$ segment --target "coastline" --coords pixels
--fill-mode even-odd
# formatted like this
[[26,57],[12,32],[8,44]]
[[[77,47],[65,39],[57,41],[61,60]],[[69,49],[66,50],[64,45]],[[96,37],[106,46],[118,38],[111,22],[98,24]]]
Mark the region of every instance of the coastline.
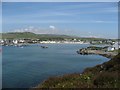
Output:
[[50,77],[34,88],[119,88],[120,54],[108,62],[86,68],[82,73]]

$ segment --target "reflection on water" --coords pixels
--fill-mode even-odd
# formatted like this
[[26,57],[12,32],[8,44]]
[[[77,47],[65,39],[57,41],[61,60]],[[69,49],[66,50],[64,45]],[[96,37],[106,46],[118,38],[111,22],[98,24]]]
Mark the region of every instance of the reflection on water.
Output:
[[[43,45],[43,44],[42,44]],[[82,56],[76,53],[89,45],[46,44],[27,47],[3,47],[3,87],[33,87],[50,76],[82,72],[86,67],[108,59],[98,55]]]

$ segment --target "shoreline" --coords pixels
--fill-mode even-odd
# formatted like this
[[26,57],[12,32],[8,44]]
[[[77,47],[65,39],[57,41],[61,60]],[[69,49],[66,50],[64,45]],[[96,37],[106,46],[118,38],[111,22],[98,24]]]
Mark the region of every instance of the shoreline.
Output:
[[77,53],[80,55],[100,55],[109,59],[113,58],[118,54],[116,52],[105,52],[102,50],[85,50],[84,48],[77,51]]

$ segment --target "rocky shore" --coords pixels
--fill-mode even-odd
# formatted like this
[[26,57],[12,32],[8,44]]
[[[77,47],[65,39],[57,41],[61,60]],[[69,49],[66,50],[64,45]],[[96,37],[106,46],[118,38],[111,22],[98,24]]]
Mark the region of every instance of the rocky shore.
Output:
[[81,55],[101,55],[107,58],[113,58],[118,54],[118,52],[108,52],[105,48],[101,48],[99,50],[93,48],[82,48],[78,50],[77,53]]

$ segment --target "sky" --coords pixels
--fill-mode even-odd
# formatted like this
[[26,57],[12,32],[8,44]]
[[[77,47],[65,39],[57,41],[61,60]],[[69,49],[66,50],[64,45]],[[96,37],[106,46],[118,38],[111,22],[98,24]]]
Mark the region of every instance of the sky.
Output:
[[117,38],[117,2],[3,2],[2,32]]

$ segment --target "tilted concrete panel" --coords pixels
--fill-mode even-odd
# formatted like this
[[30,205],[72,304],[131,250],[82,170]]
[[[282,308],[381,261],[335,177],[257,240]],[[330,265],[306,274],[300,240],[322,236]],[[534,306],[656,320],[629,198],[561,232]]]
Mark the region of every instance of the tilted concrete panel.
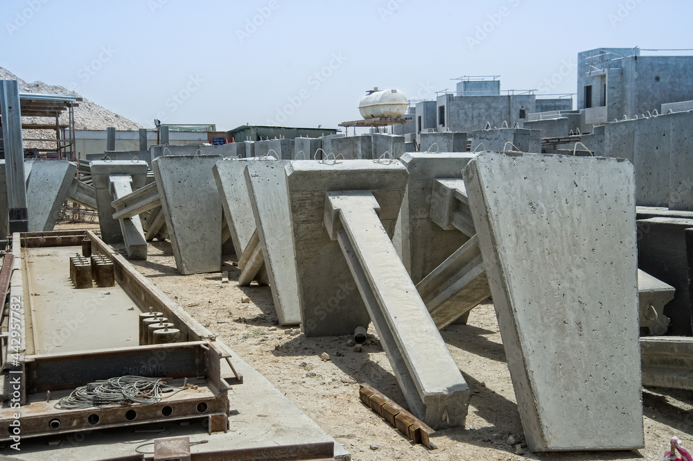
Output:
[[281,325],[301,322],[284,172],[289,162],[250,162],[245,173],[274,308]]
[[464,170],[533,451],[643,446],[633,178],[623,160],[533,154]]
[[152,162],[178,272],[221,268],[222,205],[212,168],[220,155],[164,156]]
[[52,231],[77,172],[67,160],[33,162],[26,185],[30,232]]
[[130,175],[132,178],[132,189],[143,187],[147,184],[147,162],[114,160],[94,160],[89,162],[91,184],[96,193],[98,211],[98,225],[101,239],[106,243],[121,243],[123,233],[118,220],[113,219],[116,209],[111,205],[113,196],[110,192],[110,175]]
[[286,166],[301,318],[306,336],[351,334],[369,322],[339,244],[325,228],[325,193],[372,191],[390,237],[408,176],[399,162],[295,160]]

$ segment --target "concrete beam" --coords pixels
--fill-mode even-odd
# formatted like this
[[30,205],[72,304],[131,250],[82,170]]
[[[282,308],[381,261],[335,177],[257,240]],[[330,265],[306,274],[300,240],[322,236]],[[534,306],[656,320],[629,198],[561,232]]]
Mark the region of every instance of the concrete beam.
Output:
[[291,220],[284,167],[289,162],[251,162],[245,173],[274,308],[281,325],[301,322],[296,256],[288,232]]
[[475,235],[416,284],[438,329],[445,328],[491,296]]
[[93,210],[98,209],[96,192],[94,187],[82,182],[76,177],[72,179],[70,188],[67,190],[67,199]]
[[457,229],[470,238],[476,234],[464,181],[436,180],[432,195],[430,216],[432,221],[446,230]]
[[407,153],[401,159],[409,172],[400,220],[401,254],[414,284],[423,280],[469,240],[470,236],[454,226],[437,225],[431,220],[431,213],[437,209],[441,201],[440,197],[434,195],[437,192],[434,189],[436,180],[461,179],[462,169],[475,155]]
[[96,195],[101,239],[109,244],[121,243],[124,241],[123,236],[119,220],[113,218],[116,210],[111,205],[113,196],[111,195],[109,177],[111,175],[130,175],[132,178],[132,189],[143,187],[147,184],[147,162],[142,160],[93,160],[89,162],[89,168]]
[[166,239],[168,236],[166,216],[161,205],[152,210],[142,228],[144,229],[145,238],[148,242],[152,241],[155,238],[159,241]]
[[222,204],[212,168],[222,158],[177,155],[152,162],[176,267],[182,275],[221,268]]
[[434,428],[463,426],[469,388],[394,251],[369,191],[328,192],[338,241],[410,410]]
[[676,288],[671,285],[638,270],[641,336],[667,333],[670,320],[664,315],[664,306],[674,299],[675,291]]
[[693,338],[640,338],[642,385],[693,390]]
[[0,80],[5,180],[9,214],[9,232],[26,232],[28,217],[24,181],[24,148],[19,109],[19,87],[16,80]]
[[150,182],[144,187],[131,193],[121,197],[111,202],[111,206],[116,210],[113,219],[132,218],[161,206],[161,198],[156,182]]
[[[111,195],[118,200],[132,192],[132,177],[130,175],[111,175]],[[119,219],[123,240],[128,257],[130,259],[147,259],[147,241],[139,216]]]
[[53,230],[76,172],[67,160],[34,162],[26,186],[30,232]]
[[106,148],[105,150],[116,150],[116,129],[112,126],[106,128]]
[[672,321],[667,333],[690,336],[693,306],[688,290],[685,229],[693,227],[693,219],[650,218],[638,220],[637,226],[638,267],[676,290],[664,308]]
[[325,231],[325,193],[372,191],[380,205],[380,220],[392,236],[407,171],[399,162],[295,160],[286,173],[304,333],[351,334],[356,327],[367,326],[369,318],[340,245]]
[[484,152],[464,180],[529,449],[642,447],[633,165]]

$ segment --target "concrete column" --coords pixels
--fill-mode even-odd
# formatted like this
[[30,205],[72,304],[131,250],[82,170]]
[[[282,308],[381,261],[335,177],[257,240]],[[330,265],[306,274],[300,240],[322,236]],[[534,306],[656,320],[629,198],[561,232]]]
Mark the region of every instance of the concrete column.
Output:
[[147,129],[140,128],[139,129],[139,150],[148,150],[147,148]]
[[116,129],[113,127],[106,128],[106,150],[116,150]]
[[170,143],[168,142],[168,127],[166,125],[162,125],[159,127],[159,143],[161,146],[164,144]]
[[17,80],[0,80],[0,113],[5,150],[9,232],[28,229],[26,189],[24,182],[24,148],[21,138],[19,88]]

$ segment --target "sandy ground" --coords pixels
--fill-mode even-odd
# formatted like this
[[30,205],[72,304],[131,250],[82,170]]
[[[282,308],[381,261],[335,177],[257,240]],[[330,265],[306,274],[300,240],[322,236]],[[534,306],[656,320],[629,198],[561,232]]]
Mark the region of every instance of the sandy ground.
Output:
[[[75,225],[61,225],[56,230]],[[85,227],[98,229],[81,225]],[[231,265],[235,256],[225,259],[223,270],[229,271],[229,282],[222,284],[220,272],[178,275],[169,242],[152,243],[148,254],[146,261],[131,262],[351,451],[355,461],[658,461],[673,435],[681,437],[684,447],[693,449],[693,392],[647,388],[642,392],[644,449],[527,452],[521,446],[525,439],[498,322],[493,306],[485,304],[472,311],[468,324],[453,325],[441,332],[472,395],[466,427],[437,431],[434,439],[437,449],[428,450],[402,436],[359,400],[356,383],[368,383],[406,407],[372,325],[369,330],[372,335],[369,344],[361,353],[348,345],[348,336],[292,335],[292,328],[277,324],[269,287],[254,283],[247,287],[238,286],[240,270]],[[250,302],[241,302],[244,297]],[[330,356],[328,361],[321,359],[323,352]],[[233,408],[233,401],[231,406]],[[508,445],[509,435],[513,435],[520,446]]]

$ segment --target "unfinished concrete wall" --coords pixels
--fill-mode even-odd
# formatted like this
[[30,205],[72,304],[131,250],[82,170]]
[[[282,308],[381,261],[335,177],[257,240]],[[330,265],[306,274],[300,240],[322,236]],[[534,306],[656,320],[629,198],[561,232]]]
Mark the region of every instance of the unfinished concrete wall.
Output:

---

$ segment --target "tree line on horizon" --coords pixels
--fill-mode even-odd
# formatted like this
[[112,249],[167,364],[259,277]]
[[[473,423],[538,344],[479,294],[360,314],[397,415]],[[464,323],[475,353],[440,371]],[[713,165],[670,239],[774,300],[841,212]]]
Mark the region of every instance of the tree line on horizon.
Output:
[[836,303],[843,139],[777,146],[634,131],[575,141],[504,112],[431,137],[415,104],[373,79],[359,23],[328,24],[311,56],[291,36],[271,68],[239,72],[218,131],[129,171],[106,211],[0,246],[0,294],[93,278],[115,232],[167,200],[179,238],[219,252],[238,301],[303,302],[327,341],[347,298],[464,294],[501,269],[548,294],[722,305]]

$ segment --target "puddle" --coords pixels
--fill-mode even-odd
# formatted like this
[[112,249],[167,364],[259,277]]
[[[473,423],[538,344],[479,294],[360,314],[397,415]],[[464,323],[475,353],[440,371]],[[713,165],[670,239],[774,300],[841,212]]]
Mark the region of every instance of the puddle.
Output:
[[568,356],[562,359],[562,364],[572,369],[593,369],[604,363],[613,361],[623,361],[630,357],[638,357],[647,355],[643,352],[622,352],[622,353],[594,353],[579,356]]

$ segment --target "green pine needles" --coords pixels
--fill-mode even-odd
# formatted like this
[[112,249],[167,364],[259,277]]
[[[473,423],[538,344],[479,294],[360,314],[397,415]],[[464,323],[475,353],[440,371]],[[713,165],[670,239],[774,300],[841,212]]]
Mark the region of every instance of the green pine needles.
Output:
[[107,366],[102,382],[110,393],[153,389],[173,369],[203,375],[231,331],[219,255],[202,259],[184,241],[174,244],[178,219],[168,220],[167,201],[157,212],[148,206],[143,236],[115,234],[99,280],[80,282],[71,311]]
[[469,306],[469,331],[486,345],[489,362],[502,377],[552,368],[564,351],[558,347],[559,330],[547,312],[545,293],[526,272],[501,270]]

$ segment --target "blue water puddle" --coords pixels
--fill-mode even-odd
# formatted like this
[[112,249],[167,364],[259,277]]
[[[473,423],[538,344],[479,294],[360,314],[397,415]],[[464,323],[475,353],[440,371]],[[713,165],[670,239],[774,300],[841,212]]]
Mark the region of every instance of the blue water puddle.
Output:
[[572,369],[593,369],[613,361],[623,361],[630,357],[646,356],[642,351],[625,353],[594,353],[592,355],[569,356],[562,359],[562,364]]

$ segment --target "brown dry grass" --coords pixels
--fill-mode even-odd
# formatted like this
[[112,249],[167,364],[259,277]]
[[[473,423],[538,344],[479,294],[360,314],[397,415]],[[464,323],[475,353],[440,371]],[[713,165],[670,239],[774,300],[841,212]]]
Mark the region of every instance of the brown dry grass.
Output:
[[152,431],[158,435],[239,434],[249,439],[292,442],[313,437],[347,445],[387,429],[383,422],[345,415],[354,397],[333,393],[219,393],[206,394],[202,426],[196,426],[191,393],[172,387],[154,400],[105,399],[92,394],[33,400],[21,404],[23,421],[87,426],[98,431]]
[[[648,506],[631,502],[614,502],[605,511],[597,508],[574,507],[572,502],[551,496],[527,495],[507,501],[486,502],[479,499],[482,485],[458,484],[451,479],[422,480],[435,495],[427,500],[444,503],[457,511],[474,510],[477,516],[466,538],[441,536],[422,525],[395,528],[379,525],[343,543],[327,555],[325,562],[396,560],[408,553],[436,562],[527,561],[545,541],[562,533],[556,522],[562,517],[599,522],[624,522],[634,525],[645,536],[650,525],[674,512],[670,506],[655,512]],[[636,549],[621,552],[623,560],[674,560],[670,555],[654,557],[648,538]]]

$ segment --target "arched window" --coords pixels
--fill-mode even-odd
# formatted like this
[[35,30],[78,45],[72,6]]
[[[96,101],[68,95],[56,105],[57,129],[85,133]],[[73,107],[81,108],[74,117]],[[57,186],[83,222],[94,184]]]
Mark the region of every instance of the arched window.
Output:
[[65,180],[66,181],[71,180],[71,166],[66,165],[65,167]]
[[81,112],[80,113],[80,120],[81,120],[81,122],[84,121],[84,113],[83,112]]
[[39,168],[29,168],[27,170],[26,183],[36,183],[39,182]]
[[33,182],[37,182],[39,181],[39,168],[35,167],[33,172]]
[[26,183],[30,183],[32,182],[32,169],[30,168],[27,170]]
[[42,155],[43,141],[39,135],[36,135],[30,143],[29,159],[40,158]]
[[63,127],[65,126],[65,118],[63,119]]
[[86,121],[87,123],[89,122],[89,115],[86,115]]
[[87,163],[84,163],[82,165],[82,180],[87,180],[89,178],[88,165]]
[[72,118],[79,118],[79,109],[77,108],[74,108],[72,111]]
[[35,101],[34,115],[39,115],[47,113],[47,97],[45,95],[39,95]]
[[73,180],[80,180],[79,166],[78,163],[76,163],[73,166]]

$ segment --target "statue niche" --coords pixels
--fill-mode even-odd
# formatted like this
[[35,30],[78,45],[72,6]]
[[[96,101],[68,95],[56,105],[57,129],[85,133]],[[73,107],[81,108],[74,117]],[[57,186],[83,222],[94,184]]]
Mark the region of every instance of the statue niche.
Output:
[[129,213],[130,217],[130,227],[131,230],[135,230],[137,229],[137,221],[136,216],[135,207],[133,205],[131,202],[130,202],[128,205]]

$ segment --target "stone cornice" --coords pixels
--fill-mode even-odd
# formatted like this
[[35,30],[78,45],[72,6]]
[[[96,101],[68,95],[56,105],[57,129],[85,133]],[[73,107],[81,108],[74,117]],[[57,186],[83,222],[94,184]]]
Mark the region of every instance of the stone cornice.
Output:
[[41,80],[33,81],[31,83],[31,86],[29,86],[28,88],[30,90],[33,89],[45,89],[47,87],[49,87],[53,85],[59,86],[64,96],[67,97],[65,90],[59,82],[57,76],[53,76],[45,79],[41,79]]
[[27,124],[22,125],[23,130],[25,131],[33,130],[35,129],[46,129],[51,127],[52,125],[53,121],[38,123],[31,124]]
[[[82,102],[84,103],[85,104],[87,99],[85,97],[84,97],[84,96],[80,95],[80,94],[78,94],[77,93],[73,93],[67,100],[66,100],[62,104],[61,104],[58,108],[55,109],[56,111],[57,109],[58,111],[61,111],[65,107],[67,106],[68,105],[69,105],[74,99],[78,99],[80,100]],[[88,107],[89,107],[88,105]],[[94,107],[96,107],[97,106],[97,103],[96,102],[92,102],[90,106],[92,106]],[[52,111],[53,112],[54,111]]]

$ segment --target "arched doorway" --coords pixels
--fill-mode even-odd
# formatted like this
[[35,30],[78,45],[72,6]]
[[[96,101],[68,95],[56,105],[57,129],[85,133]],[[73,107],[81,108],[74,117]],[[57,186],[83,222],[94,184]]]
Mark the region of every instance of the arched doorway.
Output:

BRIEF: Pick out each line of the data above that contains the word "concrete" and copy those lines.

RESULT OF THIS EXERCISE:
$ segment --target "tilted concrete panel" --coords pixels
Mark the region of every instance of the tilted concrete panel.
$ segment --target "concrete beam" --coords pixels
Mark the region of every instance of the concrete beam.
$ segment --target "concrete column" --coords pixels
Mark the region of every instance of the concrete column.
$ segment --target "unfinished concrete wall" --coords pixels
Mark the region of every instance of the unfinished concrete wall.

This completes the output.